El 9 de septiembre celebramos el Día Mundial de la Agricultura. Una fecha que, a priori, debería servir para reconocer la importancia de quien trabaja la tierra y nos alimenta. Pero, ¿nos hemos parado a pensar cómo lo vive realmente el campesinado de hoy?
Cuando pensamos en los agricultores a muchos aún nos viene a la cabeza el recuerdo del 6 de febrero de 2024, cuando tractores y campesinos llegaron a Barcelona. El recibimiento ciudadano al pisar la capital les sorprendió: ánimos, apoyo, agua y comida. Hasta aquí parecía normal, pero cuando bajaban del tractor, los ciudadanos se acercaban y les decían “mis abuelos también trabajaban la tierra, pero nosotros emigramos a ciudad”, “¿qué podemos hacer desde aquí para ayudaros?”; la emoción se palpaba en el ambiente. No están acostumbrados. Esta generación de campesinos probablemente nunca había sentido este calor y, por primera vez pareció que había un rayo de esperanza en la conexión rota entre ciudad y mundo rural, que se empezó a desgarrar con la industrialización.
A lo largo de los meses la emoción se fue diluyendo y la sensación general actual es que sólo recordamos el sector primario cuando llega la desgracia: la covid-19 y la falta de alimentos, los incendios forestales, la sequía, la guerra de Ucrania, los aranceles... Y mientras tanto, el resto del año, invisibilizados.

****

▶ [INSTRUCCIONES]
Contesta estas preguntas con lo que dice el texto sobre el Día Mundial de la Agricultura:
(a) ¿En qué día se celebra el Día Mundial de la Agricultura?
(b) ¿En qué fecha llegaron tractores y campesinos a Barcelona?
(c) ¿Qué recibieron los campesinos de la ciudadanía al llegar a la capital?

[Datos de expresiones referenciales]

****

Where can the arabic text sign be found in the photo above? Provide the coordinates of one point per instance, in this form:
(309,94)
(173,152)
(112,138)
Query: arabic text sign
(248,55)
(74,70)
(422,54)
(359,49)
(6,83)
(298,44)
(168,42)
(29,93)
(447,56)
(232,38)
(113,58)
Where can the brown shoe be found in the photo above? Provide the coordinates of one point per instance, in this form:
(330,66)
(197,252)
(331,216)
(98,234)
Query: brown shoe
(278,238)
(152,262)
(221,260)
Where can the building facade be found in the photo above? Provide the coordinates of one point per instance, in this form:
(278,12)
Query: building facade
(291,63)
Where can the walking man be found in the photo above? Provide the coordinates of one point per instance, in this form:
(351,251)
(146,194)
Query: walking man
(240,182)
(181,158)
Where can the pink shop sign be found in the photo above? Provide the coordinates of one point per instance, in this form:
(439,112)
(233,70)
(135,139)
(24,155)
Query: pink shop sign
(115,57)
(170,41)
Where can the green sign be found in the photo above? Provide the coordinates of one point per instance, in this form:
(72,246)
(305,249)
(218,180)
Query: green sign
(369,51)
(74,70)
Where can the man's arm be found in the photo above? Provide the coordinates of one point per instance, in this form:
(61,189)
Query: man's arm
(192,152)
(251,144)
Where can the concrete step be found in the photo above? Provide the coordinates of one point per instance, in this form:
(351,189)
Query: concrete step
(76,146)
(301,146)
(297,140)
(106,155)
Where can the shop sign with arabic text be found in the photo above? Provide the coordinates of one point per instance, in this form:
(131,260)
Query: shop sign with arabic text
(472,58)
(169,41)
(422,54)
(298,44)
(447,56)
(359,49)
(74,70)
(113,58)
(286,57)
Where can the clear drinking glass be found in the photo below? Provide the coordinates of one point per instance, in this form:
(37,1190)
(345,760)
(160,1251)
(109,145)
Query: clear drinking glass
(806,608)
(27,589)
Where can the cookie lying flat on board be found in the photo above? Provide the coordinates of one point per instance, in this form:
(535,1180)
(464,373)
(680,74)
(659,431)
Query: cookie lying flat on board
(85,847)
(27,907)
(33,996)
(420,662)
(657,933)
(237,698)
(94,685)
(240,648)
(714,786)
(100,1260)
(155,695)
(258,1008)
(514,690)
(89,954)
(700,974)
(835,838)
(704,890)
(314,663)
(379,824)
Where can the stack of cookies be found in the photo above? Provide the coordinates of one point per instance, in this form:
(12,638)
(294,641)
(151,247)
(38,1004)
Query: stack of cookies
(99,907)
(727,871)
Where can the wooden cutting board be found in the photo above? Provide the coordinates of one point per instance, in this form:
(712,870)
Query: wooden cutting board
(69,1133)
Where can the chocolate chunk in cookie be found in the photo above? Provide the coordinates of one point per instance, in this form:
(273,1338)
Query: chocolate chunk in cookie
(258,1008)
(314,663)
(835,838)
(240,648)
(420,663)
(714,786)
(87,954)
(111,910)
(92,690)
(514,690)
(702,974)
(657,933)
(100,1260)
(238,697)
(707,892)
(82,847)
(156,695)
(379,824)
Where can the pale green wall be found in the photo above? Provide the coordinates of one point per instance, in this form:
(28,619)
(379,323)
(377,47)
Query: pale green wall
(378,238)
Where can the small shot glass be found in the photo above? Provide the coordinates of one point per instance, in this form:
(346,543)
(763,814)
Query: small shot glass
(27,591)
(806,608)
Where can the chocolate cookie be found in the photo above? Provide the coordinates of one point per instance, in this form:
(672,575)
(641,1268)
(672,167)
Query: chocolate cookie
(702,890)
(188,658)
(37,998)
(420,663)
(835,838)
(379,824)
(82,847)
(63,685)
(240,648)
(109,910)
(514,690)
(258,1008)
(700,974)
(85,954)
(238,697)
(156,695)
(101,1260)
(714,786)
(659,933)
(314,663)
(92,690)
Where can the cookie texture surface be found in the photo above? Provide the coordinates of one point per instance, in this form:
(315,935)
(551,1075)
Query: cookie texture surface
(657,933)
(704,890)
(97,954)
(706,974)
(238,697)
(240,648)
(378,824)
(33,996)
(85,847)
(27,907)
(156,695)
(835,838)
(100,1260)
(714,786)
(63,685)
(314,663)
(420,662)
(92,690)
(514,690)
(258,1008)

****

▶ [RESPUESTA]
(a) El 9 de septiembre.
(b) El 6 de febrero de 2024.
(c) Ánimos, apoyo, agua y comida.